▸ The task
Rescale the records from the line with "Task: annotation of the wooded" through the end of the records, reproducing every line, requests included. Multiply each coordinate in the answers by 1.1 and round to the nearest whole number, with halves rounding up, but leave the numbers in the requests and their format samples as they are.

--- Dataset extract ---

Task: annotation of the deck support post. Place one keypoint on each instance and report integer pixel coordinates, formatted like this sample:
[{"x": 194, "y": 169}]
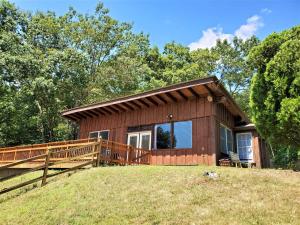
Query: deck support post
[
  {"x": 47, "y": 158},
  {"x": 99, "y": 152}
]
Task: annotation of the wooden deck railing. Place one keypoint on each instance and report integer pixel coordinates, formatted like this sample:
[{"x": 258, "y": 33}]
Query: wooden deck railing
[
  {"x": 80, "y": 154},
  {"x": 111, "y": 151}
]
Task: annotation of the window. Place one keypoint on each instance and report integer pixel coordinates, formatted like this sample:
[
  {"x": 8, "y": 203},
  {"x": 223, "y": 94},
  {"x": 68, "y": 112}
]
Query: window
[
  {"x": 173, "y": 135},
  {"x": 163, "y": 136},
  {"x": 182, "y": 134},
  {"x": 244, "y": 146},
  {"x": 104, "y": 134},
  {"x": 226, "y": 140},
  {"x": 140, "y": 139}
]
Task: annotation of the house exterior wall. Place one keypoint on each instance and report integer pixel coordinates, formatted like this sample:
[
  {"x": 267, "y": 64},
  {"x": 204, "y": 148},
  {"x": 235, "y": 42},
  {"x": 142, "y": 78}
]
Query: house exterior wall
[
  {"x": 206, "y": 118},
  {"x": 198, "y": 110}
]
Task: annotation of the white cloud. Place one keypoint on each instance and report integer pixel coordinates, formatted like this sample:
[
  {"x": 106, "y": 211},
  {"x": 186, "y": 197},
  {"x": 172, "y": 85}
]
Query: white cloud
[
  {"x": 249, "y": 29},
  {"x": 266, "y": 11},
  {"x": 211, "y": 35},
  {"x": 209, "y": 38}
]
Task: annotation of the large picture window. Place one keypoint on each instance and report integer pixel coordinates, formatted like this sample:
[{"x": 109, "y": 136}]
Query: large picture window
[
  {"x": 104, "y": 134},
  {"x": 182, "y": 134},
  {"x": 226, "y": 140},
  {"x": 163, "y": 136},
  {"x": 173, "y": 135}
]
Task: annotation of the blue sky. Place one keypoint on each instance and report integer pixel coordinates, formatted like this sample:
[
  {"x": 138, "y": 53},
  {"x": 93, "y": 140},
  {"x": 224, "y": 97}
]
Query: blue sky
[{"x": 196, "y": 24}]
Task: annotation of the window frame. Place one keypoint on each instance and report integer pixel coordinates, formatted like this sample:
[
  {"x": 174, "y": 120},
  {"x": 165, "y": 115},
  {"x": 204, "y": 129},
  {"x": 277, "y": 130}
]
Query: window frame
[
  {"x": 139, "y": 138},
  {"x": 237, "y": 145},
  {"x": 172, "y": 123},
  {"x": 226, "y": 139},
  {"x": 99, "y": 131}
]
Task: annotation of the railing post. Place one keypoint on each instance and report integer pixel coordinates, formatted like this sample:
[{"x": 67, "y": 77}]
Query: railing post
[
  {"x": 99, "y": 153},
  {"x": 127, "y": 154},
  {"x": 93, "y": 156},
  {"x": 130, "y": 154},
  {"x": 46, "y": 167}
]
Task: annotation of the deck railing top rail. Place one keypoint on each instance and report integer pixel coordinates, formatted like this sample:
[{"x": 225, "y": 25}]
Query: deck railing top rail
[{"x": 63, "y": 149}]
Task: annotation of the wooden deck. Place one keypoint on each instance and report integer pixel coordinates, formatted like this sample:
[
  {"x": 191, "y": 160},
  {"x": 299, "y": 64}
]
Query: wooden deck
[
  {"x": 66, "y": 156},
  {"x": 63, "y": 154}
]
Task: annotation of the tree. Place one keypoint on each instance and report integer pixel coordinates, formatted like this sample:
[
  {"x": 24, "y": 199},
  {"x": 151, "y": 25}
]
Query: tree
[
  {"x": 233, "y": 69},
  {"x": 275, "y": 88}
]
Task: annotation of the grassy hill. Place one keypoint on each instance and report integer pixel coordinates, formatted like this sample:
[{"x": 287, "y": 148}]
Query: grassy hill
[{"x": 159, "y": 195}]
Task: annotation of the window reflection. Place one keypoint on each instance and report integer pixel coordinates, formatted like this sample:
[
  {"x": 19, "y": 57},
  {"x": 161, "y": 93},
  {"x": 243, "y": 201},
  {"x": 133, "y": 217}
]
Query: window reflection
[
  {"x": 182, "y": 134},
  {"x": 163, "y": 136}
]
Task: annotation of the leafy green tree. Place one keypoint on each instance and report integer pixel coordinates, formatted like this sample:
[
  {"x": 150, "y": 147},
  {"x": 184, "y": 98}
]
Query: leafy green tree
[
  {"x": 275, "y": 89},
  {"x": 233, "y": 68}
]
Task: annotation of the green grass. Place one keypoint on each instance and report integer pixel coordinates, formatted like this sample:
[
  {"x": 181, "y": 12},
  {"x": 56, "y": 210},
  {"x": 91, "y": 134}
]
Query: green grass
[{"x": 159, "y": 195}]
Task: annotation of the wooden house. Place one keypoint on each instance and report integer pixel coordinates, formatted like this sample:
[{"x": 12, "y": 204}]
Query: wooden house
[{"x": 195, "y": 122}]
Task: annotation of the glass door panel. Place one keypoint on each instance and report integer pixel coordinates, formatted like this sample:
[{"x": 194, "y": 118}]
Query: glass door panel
[
  {"x": 145, "y": 140},
  {"x": 244, "y": 146},
  {"x": 133, "y": 139}
]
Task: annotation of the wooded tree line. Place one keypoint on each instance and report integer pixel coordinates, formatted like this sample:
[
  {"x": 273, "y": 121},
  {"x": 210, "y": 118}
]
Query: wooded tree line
[{"x": 49, "y": 63}]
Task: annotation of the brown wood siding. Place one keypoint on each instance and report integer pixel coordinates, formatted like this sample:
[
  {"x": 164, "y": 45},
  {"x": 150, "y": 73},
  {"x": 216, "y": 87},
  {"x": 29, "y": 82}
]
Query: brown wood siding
[{"x": 198, "y": 110}]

---

▸ Correct answer
Task: annotation of the wooded tree line. Place one keypoint on each instance and report integer pixel coordinates, formatted like this sample:
[
  {"x": 273, "y": 121},
  {"x": 210, "y": 118}
]
Query: wooded tree line
[{"x": 54, "y": 69}]
Task: annotation of the brown wood siding. Place one keypoint on each instance and report integer pixel coordinates, formatted like this sample:
[
  {"x": 164, "y": 45},
  {"x": 150, "y": 73},
  {"x": 216, "y": 87},
  {"x": 29, "y": 82}
]
Query: brown wood siding
[{"x": 218, "y": 121}]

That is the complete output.